___ Records to process
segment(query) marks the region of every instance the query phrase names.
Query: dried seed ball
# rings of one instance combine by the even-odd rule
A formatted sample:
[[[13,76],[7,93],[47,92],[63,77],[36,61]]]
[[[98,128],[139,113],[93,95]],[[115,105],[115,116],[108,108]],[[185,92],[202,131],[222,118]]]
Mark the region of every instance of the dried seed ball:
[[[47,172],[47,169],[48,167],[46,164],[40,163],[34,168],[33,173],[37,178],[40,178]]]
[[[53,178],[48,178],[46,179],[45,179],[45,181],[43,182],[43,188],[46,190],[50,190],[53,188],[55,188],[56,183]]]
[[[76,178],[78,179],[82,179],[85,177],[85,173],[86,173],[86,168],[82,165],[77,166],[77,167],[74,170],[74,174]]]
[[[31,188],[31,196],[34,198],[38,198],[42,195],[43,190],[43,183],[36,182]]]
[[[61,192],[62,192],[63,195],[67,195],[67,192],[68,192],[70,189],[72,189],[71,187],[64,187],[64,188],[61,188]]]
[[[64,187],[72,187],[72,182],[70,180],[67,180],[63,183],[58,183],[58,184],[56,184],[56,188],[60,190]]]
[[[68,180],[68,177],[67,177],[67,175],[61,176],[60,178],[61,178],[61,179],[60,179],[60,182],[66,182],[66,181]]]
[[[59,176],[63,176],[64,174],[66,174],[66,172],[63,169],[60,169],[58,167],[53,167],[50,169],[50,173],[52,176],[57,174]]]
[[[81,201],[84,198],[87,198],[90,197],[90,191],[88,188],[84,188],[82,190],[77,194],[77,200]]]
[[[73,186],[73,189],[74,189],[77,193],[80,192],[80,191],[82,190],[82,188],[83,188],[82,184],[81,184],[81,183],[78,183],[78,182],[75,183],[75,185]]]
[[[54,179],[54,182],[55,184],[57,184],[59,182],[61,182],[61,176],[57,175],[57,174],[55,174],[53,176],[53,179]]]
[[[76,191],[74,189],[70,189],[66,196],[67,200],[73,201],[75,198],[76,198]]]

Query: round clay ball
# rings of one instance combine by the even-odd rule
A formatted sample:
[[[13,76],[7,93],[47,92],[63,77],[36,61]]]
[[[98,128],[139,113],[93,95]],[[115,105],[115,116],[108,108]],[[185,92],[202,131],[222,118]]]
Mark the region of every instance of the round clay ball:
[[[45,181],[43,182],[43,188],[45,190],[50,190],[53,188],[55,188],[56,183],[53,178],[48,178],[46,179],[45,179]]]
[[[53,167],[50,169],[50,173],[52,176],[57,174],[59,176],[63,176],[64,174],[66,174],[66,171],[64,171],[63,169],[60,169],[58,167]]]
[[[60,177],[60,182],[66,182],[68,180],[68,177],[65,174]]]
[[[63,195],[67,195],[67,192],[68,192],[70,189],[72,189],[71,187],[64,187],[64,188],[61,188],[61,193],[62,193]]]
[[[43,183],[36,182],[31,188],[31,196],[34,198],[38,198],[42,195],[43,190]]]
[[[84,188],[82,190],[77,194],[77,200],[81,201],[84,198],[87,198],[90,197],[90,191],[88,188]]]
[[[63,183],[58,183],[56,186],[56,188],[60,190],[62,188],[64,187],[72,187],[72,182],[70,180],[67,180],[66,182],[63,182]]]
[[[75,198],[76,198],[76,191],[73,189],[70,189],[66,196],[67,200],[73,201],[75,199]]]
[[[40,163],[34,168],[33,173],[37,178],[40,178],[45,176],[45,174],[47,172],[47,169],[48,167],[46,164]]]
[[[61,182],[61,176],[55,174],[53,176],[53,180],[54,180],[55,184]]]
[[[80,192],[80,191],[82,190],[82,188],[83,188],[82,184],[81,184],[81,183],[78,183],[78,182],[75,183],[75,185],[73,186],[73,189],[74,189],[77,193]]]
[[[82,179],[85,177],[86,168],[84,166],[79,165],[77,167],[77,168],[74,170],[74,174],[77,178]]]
______
▸ **Written request**: Reproduce verbatim the lines from the one containing "Query: round clay ball" through the last line of the items, with both ends included.

▸ **The result**:
Query: round clay ball
# rings of one instance combine by the even-odd rule
A formatted sample:
[[[13,76],[7,93],[47,92],[63,77],[36,61]]]
[[[98,128],[139,113],[93,95]],[[115,105],[115,116],[108,108]],[[185,92],[202,131],[222,118]]]
Mark the region of every instance of the round clay ball:
[[[45,181],[43,182],[43,188],[45,190],[50,190],[53,188],[55,188],[56,183],[53,178],[48,178],[46,179],[45,179]]]
[[[53,167],[50,169],[50,173],[52,176],[57,174],[59,176],[63,176],[64,174],[66,174],[66,171],[64,171],[63,169],[60,169],[58,167]]]
[[[60,177],[60,182],[66,182],[68,180],[68,177],[65,174]]]
[[[63,195],[67,195],[67,192],[68,192],[70,189],[72,189],[71,187],[64,187],[64,188],[61,188],[61,193],[62,193]]]
[[[43,183],[36,182],[31,188],[31,196],[34,198],[38,198],[42,195],[43,190]]]
[[[84,188],[82,190],[77,194],[77,200],[81,201],[84,198],[87,198],[90,197],[90,191],[88,188]]]
[[[63,183],[58,183],[56,186],[56,188],[60,190],[62,188],[64,187],[72,187],[72,182],[70,180],[67,180],[66,182],[63,182]]]
[[[75,198],[76,198],[76,191],[73,189],[70,189],[66,196],[67,200],[73,201],[75,199]]]
[[[40,163],[34,168],[33,173],[37,178],[40,178],[45,176],[45,174],[47,172],[47,169],[48,167],[46,164]]]
[[[61,182],[61,176],[55,174],[53,176],[53,180],[54,180],[55,184]]]
[[[80,192],[80,191],[82,190],[82,188],[83,188],[82,184],[81,184],[81,183],[78,183],[78,182],[75,183],[75,185],[73,186],[73,189],[74,189],[77,193]]]
[[[82,179],[85,177],[86,168],[84,166],[79,165],[77,167],[77,168],[74,170],[74,174],[77,178]]]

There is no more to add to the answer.